- **PROMPT A**
In the entries below, reproduce without alteration the lines from the one containing "to locate man" to the one containing "left=273, top=517, right=299, bottom=583", including both of those lines.

···

Chapter II: Conclusion and proof of the insurance contract - Form and transmission of policies.

Articles in this section · 13

Article L112-9

French Insurance CodeIn force

Updated 8 Nov 2023

I.-Any natural person who is canvassed at their home, residence or place of work, even at their own request, and who signs an insurance proposal or contract for purposes which do not fall within the scope of their commercial or professional activity, has the option of withdrawing from it by registered letter or by electronic registered mail with acknowledgement of receipt within a period of fourteen calendar days from the date of conclusion of the contract, without having to justify their decision or pay any penalties.

The insurance proposal or the contract shall include, on pain of nullity, a reference to the text of the first paragraph and shall include a model form designed to facilitate the exercise of the right of renunciation.

Exercising the right of renunciation within the period stipulated in the first paragraph entails cancellation of the contract with effect from the date of receipt of the registered letter or electronic registered mail referred to in the same paragraph. As soon as the policyholder is aware of a claim under the contract, he/she may no longer exercise this right of renunciation.

In the event of waiver, the policyholder may only be required to pay that part of the premium or contribution corresponding to the period during which the risk was incurred, this period being calculated up to the date of cancellation. The insurance company is obliged to reimburse the balance to the policyholder no later than thirty days following the date of cancellation. After this period, any sums not paid automatically accrue interest at the legal rate.

···

- **PROMPT B**
According to the insurance code article, by when must the insurance company reimburse the balance to the policyholder after a waiver?

- **MATERIAL FOR THIS TASK**
···

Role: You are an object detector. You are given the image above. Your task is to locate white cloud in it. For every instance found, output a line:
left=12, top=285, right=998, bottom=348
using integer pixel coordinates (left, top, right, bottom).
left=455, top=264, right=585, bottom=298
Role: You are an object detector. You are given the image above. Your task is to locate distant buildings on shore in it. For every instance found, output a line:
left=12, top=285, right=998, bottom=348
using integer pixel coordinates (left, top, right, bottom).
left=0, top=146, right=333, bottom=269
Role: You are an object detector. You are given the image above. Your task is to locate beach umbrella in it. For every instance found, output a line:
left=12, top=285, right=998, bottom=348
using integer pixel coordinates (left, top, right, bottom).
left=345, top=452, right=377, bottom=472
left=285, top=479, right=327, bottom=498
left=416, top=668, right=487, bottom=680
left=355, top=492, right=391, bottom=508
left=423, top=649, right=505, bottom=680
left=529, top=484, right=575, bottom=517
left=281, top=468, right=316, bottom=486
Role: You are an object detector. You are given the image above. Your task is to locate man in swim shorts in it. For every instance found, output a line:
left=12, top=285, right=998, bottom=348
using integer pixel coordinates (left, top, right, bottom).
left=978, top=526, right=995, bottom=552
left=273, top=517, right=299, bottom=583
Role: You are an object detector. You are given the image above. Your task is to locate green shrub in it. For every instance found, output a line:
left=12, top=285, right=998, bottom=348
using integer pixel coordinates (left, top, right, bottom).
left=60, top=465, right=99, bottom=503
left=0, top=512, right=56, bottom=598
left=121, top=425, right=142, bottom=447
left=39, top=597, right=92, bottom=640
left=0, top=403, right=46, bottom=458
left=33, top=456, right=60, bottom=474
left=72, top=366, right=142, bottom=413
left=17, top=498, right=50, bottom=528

···

- **FULL SOLUTION A**
Role: You are an object detector. You are given the image above. Your task is to locate man in swim shorts in it. For every instance found, output a line:
left=12, top=285, right=998, bottom=348
using integer pixel coordinates (left, top, right, bottom).
left=978, top=526, right=995, bottom=552
left=273, top=517, right=299, bottom=583

- **FULL SOLUTION B**
No later than thirty days following the date of cancellation.